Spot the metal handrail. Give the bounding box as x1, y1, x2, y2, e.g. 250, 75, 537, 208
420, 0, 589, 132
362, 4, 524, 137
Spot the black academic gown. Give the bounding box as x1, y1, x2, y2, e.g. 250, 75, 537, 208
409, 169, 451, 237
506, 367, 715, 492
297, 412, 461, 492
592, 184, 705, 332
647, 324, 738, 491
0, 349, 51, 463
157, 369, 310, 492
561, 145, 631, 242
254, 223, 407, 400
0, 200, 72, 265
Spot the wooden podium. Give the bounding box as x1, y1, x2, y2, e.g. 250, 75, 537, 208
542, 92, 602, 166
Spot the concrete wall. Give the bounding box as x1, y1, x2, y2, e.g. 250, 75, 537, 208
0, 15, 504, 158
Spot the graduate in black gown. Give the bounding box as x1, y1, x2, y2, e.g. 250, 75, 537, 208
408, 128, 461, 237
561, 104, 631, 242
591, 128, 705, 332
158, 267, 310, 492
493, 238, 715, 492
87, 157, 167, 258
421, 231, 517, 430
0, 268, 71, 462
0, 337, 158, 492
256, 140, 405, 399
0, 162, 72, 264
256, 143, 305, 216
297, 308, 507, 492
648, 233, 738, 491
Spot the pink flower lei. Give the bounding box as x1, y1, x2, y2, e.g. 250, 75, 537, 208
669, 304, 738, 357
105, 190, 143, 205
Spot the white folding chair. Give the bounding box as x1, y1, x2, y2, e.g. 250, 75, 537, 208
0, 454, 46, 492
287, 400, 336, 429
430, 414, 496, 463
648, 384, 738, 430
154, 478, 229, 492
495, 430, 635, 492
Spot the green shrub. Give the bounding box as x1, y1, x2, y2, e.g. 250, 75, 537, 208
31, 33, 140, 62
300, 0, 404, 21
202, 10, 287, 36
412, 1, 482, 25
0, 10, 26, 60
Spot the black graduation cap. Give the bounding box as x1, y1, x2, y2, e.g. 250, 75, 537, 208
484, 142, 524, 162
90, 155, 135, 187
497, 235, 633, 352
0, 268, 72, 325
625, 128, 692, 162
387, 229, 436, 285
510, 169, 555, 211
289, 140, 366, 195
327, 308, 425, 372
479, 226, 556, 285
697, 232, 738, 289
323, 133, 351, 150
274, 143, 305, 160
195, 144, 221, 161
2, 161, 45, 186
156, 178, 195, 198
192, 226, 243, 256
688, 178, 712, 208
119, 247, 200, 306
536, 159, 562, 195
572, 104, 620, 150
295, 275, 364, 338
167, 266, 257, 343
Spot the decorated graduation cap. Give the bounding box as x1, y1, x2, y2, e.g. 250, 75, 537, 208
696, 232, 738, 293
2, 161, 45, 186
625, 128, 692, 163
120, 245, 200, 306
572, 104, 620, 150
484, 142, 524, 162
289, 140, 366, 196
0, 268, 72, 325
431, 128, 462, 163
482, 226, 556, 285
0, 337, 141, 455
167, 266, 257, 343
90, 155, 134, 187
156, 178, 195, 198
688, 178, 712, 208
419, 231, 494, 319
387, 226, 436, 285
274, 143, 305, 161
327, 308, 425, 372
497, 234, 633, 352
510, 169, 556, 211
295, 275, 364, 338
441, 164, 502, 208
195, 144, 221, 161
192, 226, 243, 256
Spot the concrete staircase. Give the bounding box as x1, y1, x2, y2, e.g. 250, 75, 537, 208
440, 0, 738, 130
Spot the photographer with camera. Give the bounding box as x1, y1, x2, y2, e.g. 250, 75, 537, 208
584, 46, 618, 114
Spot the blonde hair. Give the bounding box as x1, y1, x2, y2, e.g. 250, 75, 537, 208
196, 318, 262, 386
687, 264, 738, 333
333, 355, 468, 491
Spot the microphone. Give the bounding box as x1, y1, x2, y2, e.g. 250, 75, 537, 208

━━━━━━━━━━━━━━━━━━━━

DIRECTIVE -
Rewrite the lines from the start of the records through the line containing "362, 4, 524, 137" as a numbered list, with any blank lines dropped.

THE ANSWER -
1. Spot the metal handrail. Give the bounding box as x1, y1, x2, y2, e.g. 250, 75, 537, 208
2. 420, 0, 589, 132
3. 362, 4, 524, 137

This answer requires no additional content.